Short task
Output the records. Match them exactly.

Records provided
--- start ---
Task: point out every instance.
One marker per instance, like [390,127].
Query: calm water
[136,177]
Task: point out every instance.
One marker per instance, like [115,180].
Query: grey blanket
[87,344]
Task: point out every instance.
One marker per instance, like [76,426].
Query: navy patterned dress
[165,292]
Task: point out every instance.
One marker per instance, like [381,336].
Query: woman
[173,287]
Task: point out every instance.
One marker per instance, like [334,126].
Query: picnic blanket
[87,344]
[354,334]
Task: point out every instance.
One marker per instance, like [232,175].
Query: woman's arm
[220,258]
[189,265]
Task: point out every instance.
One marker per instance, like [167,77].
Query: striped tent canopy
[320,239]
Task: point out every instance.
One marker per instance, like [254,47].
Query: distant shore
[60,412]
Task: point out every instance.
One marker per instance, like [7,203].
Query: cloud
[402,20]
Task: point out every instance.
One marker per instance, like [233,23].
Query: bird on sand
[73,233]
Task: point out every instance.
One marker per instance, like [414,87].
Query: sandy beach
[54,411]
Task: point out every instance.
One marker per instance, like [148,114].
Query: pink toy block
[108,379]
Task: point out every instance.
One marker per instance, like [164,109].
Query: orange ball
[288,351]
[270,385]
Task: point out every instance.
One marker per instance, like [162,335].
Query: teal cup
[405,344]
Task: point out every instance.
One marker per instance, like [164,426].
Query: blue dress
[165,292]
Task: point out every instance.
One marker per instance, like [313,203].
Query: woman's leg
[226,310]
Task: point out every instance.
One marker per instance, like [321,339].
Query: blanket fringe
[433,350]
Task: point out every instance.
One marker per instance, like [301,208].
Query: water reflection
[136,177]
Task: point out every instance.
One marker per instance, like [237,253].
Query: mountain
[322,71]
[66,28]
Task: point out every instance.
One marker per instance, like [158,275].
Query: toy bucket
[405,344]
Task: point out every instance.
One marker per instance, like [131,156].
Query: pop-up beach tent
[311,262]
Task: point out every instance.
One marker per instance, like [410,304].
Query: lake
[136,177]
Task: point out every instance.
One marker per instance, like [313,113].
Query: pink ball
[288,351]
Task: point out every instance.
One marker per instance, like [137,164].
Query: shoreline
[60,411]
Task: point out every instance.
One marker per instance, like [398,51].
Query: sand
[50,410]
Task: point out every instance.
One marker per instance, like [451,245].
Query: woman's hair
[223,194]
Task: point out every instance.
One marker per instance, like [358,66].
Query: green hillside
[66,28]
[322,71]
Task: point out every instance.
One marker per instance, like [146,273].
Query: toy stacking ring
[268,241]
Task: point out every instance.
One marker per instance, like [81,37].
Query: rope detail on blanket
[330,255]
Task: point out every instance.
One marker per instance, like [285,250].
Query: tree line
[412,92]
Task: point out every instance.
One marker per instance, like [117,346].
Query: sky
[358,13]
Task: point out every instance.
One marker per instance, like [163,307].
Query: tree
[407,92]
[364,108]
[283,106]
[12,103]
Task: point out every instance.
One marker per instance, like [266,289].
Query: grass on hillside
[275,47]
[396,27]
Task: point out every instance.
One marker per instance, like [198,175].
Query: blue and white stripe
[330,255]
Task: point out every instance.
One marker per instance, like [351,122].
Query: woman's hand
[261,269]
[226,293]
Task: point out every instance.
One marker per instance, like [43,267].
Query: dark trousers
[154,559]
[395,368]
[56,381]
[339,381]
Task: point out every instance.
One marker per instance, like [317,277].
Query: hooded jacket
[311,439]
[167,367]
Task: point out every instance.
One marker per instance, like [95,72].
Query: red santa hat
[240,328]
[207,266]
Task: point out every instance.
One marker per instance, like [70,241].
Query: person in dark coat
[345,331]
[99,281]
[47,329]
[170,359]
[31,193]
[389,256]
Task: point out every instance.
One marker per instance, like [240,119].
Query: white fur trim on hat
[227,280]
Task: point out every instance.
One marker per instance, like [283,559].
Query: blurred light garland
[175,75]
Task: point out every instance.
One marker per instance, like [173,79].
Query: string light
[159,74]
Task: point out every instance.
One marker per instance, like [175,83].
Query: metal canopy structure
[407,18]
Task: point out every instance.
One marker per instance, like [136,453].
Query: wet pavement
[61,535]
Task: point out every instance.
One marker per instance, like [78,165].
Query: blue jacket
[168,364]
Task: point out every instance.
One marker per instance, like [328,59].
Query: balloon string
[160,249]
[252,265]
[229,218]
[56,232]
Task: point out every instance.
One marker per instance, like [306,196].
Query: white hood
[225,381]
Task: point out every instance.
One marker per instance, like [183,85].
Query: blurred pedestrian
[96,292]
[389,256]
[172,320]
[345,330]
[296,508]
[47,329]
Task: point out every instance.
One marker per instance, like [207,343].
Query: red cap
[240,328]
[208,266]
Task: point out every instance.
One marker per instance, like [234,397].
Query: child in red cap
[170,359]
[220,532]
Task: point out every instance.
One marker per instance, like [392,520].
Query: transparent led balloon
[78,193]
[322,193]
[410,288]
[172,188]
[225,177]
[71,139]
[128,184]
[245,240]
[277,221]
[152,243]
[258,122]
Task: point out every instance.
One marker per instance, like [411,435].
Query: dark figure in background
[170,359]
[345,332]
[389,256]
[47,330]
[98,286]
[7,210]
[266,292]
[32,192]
--- end ---
Task solution
Task: point out every instance.
One marker per instance, like [390,127].
Query: calm water
[136,177]
Task: point out every instance.
One marker per instance, like [115,180].
Query: grey blanket
[87,344]
Task: point out every instance.
One marker per instance, like [76,426].
Query: navy patterned dress
[165,292]
Task: point out every instance.
One marker per instance, like [381,336].
Query: woman
[173,287]
Task: point out every instance.
One marker per instance, like [334,126].
Query: picnic blanket
[87,344]
[354,334]
Task: point out every instance.
One marker per instance, like [232,175].
Query: woman's arm
[220,258]
[189,265]
Task: point out every instance.
One marker per instance, like [167,77].
Query: striped tent canopy
[320,239]
Task: point out every instance.
One marker per instance, like [254,47].
Query: distant shore
[60,412]
Task: point out every instance.
One marker per instance, like [7,203].
Query: cloud
[402,20]
Task: point out every instance.
One marker per instance, like [233,23].
Query: bird on sand
[73,233]
Task: point out every instance.
One marker per instance, like [414,87].
Query: sandy beach
[54,411]
Task: point out every instance.
One marker per instance, like [148,114].
Query: pink toy block
[108,379]
Task: point out every instance.
One marker per instance, like [164,109].
Query: orange ball
[288,351]
[270,385]
Task: point out every instance.
One marker per instance, like [162,335].
Query: teal cup
[405,344]
Task: point out every instance.
One marker per instance, like [164,426].
Query: blue dress
[165,292]
Task: point out every instance.
One marker per instance, like [313,203].
Query: woman's leg
[226,310]
Task: point out every instance.
One marker per instance, like [321,339].
Query: blanket fringe
[433,350]
Task: point out every instance.
One marker per instance, like [301,208].
Query: water reflection
[136,177]
Task: point out every instance.
One marker per instance, like [237,253].
Query: mountain
[322,71]
[66,28]
Task: point out every instance.
One marker per instance, like [158,275].
Query: toy bucket
[405,344]
Task: point out every instance.
One marker per instance, like [131,156].
Query: pop-up beach tent
[311,262]
Task: point out every instance.
One marker per instance, like [410,304].
Query: lake
[136,177]
Task: point out every instance.
One marker per instance, like [313,113].
Query: pink ball
[288,351]
Task: point out every instance.
One marker per instance, like [137,164].
Query: shoreline
[60,411]
Task: point out every instance.
One marker per instance, like [398,51].
Query: sand
[50,410]
Task: point out every instance.
One marker per instance, like [451,245].
Query: woman's hair
[223,194]
Task: point out every instance.
One marker per instance, like [358,66].
Query: green hillside
[66,28]
[322,71]
Task: point out every instance.
One marker per instance, like [146,273].
Query: toy stacking ring
[268,241]
Task: point out every instance.
One marker per instance, like [81,37].
Query: rope detail on blanket
[330,255]
Task: point out every instance.
One marker per instance, like [285,250].
Query: tree line
[412,92]
Task: point out every instance.
One marker per instance, like [117,346].
Query: sky
[358,13]
Task: point out every instance.
One marker per instance, like [163,307].
Query: tree
[407,92]
[364,108]
[283,106]
[12,103]
Task: point out every instance.
One marker per instance, like [266,289].
Query: grass on hillside
[275,47]
[396,27]
Task: point out every instance.
One marker per instance, like [198,175].
Query: blue and white stripe
[330,255]
Task: point out every instance.
One marker per instance, like [351,122].
Query: woman's hand
[261,269]
[226,293]
Task: point out every instance.
One marker per instance, like [43,267].
Query: dark trousers
[154,559]
[395,368]
[56,381]
[339,381]
Task: point out every instance.
One marker per instance, like [317,277].
Query: hooded jacket
[311,439]
[167,367]
Task: point out every instance.
One marker per instance, like [95,72].
Query: red santa hat
[240,328]
[207,266]
Task: point out every instance.
One marker per instance, like [70,241].
Query: person in dark coat
[345,331]
[99,281]
[47,329]
[170,359]
[31,193]
[389,256]
Task: point out every instance.
One marker per instance, like [240,119].
Query: white fur trim on hat
[227,280]
Task: point out every instance.
One marker per instance, like [283,559].
Query: blurred light garland
[175,75]
Task: point out every instance.
One marker per instance, like [173,79].
Query: string light
[159,74]
Task: point out every instance.
One marker per instance, like [175,83].
Query: metal canopy structure
[407,18]
Task: point out every instance.
One marker per instance, like [136,453].
Query: wet pavement
[61,535]
Task: point out every instance.
One marker per instance, like [78,165].
Query: blue jacket
[168,364]
Task: point out every instance.
One marker per instance, like [328,59].
Query: balloon string
[160,249]
[252,265]
[229,218]
[56,232]
Task: point out every instance.
One marker per instance, like [306,196].
Query: white hood
[225,381]
Task: point out every instance.
One marker per instance, like [183,85].
Query: blurred pedestrian
[96,292]
[389,256]
[172,320]
[345,330]
[296,508]
[47,329]
Task: point out every instance.
One marker per instance, like [207,343].
Query: red cap
[240,328]
[208,266]
Task: point out every instance.
One marker per instance, like [234,397].
Query: child in red cap
[170,359]
[220,532]
Task: point out every instance.
One marker per instance, like [392,520].
Query: transparent led balloon
[78,193]
[322,193]
[410,288]
[172,188]
[225,177]
[71,139]
[128,184]
[245,240]
[277,221]
[152,243]
[258,122]
Task: point out every instance.
One marker per instance, like [411,435].
Query: dark figure in background
[170,359]
[345,332]
[389,256]
[47,330]
[98,286]
[7,210]
[266,292]
[32,192]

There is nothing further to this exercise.